Written by Shayna Moorer, a guest STRUT Contributor
I told you all l I was going to double back on this subject. Let’s review, shall we?! According to Healthline, gaslighting is defined as “a form of emotional abuse that’s seen in abusive relationships. It’s the act of manipulating a person by forcing them to question their thoughts, memories, and the events occurring around them. A victim of gaslighting can be pushed so far that they question their own sanity.”
Gaslighting is an act that grinds my gears so hard. Anyone who takes advantage of you mentally is DANGEROUS.
Gaslighting is more common than we think. It’s not limited to only romantic relationships, and it’s very easy to overlook. Many gaslighters get by due to the lack of boundaries being set by the people who love them. They prey on those who love hard. Normally, the lack of accountability is a direct indication of gaslighting. How many times have you caught yourself in a disagreement saying, “Don’t flip this on me.” Or received an apology that goes something like, “I’m sorry you feel like that way.”
Learning to set clear boundaries is a MUST. I’ve identified my issues of setting and sticking to boundaries as being my need to people-please and abandonment issues. I know you’re probably reading like, WHOA that escalated pretty quickly. But it’s true – just like gaslighting, it’s also very common.

#####

# PROBLEMS TO WORK ON
• A. In the blog post on gaslighting, what is normally a direct indication of gaslighting?
• B. Render this sentence from the blog post on gaslighting in Spanish: "Gaslighting is more common than we think."
• C. Carry on writing the blog post on gaslighting from its final sentence.
The data that comes next has no connection to the blog post on gaslighting.

Referring-expression pointing data
#####

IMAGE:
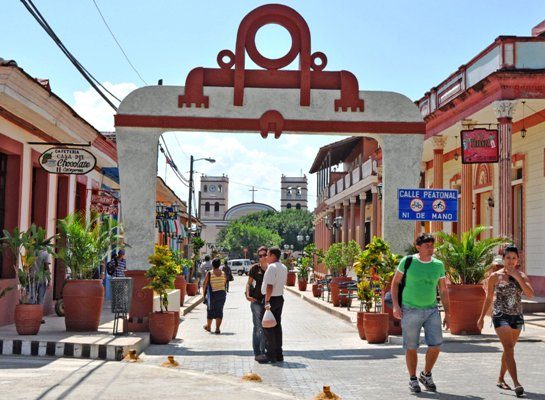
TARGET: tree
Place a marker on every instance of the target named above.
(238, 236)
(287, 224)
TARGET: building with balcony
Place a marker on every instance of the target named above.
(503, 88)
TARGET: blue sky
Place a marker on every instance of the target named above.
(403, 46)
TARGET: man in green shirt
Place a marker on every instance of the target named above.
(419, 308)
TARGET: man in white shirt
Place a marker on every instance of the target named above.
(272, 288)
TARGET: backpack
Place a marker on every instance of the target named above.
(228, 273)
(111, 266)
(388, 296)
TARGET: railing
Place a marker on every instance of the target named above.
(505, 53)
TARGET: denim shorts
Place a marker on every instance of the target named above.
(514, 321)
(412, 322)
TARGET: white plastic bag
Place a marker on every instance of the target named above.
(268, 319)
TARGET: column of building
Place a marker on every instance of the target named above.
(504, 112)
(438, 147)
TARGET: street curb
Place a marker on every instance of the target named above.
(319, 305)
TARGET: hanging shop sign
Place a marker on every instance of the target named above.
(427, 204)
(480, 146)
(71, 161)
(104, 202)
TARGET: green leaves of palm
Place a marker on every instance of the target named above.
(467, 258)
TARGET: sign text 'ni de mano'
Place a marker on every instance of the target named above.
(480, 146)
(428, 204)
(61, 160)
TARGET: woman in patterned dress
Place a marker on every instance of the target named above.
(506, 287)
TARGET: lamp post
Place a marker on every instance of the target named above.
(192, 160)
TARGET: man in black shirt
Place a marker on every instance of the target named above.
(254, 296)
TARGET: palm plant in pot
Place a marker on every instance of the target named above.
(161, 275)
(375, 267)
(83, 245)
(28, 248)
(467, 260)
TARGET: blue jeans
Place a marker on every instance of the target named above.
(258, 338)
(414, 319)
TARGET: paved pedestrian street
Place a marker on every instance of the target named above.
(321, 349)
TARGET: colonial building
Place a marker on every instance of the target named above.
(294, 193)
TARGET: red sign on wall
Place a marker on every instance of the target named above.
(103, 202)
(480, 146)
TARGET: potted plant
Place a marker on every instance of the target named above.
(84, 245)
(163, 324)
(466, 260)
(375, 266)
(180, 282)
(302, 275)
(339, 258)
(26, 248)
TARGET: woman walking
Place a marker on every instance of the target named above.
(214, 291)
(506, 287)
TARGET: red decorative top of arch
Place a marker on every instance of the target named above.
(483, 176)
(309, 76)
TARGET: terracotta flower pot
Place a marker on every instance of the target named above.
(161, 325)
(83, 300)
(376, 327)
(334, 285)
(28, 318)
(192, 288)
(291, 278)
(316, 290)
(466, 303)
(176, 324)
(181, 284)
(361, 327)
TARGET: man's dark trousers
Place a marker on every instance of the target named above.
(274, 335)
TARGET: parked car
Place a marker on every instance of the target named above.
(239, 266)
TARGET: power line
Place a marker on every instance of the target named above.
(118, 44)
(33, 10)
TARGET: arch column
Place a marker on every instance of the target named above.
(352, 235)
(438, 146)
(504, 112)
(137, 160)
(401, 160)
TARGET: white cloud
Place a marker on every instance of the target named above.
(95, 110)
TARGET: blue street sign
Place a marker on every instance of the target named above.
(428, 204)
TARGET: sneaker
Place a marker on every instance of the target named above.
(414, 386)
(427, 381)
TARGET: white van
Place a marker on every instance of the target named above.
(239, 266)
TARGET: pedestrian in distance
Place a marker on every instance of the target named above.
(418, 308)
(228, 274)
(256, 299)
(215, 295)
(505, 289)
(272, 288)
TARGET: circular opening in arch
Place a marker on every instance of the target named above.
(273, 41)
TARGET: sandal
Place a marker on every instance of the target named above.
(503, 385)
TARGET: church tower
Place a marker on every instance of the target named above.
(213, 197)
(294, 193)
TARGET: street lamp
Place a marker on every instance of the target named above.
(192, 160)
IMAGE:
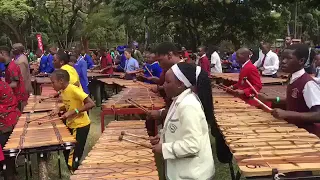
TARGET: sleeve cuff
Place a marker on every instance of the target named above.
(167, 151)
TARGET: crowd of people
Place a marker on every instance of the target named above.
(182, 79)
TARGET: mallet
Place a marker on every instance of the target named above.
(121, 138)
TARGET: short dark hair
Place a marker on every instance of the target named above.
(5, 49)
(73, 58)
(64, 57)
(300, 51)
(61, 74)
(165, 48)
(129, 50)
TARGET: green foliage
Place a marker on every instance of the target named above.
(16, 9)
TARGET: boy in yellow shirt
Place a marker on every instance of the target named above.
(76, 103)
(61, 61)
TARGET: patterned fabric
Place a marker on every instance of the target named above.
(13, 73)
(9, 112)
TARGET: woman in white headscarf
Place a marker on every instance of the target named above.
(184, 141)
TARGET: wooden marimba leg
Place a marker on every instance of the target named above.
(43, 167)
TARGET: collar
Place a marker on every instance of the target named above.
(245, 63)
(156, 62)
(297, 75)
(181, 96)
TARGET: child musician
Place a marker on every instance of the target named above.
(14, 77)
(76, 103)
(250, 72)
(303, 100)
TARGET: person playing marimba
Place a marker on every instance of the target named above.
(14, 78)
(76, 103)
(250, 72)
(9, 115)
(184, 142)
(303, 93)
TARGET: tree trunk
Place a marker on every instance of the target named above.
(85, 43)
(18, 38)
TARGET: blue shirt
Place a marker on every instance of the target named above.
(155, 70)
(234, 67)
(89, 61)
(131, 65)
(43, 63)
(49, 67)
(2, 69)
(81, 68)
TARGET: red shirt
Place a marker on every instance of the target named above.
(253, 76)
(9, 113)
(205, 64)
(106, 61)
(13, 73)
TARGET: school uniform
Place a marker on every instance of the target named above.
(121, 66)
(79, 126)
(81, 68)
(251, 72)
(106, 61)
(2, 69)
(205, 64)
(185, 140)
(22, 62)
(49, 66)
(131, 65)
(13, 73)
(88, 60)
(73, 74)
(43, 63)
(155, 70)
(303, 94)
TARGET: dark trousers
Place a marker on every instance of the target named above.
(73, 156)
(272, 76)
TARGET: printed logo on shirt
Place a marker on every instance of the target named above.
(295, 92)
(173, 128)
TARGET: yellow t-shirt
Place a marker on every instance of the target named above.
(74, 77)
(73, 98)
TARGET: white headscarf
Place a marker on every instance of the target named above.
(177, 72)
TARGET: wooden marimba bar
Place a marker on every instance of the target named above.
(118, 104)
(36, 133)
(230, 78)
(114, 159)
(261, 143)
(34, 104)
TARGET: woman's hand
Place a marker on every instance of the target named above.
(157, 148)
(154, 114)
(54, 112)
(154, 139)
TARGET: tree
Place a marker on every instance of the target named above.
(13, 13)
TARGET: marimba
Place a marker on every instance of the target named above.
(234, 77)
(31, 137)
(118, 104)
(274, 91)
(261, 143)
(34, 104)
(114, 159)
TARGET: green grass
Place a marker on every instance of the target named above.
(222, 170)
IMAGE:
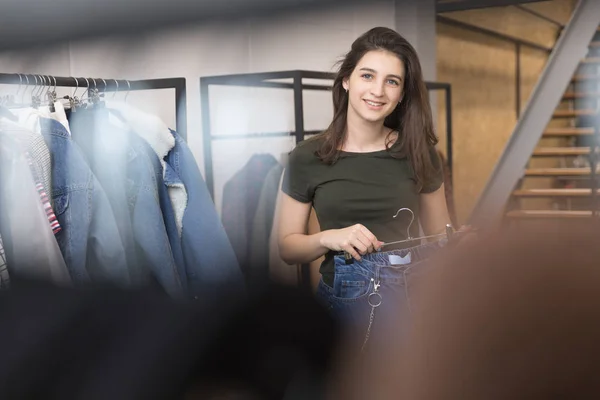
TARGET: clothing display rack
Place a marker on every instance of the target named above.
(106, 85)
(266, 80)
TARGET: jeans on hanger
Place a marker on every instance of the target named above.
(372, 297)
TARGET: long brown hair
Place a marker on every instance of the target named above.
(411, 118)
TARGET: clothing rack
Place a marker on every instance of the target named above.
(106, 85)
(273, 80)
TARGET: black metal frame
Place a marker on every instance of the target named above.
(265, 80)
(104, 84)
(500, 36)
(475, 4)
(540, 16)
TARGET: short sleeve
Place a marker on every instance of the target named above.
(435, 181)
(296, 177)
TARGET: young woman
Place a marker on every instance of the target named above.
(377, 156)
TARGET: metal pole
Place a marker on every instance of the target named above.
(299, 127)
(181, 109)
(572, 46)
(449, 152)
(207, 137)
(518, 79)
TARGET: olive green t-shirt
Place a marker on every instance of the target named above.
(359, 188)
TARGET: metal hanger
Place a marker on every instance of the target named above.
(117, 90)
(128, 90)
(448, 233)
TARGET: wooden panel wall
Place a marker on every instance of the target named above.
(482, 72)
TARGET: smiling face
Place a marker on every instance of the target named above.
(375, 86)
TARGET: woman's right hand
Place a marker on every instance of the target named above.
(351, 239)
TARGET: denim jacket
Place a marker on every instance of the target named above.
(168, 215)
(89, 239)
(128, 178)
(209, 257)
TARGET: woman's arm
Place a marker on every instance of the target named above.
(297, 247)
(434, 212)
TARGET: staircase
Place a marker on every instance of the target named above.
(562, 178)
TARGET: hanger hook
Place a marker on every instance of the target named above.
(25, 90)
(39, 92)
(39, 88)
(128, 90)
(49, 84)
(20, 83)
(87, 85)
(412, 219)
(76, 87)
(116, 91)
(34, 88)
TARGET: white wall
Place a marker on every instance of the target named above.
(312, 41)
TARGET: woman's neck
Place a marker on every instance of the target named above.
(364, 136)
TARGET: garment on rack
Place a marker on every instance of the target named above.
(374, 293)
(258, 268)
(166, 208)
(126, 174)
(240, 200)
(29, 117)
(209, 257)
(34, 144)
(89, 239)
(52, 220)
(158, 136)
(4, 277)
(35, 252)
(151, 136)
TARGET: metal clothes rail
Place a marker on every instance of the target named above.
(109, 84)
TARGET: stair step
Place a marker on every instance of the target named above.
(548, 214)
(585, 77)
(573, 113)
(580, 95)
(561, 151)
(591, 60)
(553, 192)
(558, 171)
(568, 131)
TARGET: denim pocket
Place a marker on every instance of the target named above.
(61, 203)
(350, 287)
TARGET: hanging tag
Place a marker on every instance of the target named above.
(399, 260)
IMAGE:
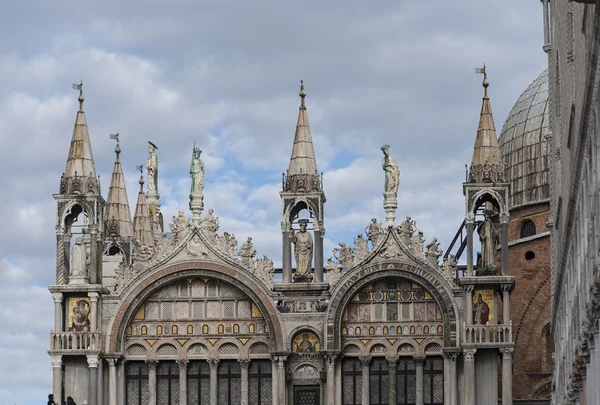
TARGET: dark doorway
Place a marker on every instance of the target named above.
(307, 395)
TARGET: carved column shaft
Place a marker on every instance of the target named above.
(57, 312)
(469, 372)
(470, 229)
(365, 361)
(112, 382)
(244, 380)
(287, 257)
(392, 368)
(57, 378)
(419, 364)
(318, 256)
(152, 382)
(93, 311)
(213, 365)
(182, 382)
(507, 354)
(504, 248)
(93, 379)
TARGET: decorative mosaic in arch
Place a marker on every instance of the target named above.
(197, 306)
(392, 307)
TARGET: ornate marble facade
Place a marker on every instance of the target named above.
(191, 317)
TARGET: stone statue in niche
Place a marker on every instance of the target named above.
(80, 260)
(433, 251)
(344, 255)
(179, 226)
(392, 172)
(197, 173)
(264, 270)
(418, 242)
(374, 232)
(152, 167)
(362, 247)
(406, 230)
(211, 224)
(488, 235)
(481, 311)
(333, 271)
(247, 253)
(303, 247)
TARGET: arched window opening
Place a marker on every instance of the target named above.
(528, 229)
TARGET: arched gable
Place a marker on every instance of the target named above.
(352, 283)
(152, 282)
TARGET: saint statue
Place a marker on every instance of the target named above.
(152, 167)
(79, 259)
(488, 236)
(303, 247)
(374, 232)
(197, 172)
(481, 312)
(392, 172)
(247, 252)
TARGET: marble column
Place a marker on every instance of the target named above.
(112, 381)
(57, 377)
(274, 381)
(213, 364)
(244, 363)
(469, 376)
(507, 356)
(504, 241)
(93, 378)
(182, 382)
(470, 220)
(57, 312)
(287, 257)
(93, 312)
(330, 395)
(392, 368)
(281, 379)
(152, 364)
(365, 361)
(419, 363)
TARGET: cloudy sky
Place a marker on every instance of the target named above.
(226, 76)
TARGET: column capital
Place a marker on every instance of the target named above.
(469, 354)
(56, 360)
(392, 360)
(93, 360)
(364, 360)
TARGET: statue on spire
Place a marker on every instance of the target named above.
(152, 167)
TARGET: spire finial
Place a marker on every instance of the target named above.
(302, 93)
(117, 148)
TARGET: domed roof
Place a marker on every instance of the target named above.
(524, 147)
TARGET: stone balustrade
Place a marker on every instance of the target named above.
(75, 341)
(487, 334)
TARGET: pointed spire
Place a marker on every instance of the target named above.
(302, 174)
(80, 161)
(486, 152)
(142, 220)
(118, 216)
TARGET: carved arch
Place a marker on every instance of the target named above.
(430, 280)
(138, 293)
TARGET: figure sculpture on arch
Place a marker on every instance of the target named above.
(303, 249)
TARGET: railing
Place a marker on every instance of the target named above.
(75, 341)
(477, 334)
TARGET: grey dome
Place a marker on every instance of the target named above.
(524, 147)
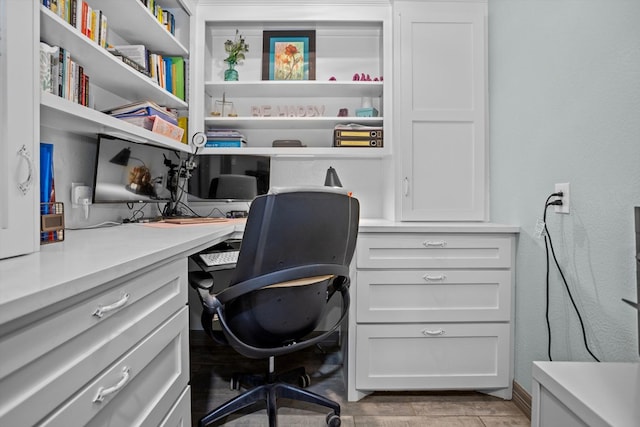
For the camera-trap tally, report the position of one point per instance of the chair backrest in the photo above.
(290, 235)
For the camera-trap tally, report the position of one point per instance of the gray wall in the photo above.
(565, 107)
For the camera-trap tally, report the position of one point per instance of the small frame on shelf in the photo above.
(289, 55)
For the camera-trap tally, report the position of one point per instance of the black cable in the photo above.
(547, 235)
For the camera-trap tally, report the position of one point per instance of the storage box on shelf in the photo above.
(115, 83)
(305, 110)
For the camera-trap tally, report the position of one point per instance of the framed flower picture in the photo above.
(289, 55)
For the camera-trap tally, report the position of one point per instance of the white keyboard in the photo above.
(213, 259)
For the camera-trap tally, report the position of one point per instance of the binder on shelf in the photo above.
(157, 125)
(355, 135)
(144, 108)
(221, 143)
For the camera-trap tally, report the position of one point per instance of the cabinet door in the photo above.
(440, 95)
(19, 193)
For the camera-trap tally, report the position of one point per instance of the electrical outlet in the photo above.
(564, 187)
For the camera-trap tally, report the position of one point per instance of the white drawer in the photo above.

#####

# ANSWERS BY ITEM
• A. The lack of accountability.

• B. El gaslighting es más común de lo que pensamos.

• C.
Having abandonment issues or being a people pleaser makes you an easy target because these individuals do not consistently practice self-love, which is not to be confused with self-esteem. Let me explain, self-love is defined as “love of self” or “the regard for one’s own happiness or advantage.” Self-esteem is described as “an attractive psychological construct because it predicts certain outcomes, such as academic achievement, happiness, satisfaction in marriage and relationships.”
I can speak from experience that I’ve taken the happiness and the comfortability of those I love – friends, family, partners, etc. – over my own. Coming from a lot of unresolved childhood trauma, I held on to people and made sure they were good first simply because I didn’t want them to leave. I thought if I showed love, I’d get the love I craved in return. No, I didn’t lack self-esteem. I’ve always thought very highly of myself, but I didn’t put myself first. Self-esteem deals more with the outer self, and self-love is definitely an inner working type of deal. Trust me when I say, you can feel both pretty and unloved simultaneously.
When you couple these insecurities that can easily be spotted and preyed upon by what I like to call “Emotional Terrorist,” you have to protect and heal yourself. I’d like to give a few quick tips in doing so:
- Be kind to yourself.
- Negative self-talk is very noticeable and can give a gaslighter the blueprint on how to penetrate and manipulate you.
- If you suffer from any type of childhood trauma, seek help. Therapy can help, if you are willing to commit to adopting a different mindset. For myself, speaking in full transparency, it was very hard transitioning from the victim to the VICTOR. Present day, it can still be a bit of struggle but everyday is a new day which means you have been granted another chance at getting it right.
So to those so-called friends and lovers who commit these gaslighting crimes, I employ you to STOP NOW. The way karmic energy works is very deep and it never forgets. (Another story for another day but we will discuss.) It can catch you the next day or your loved ones the upcoming next year.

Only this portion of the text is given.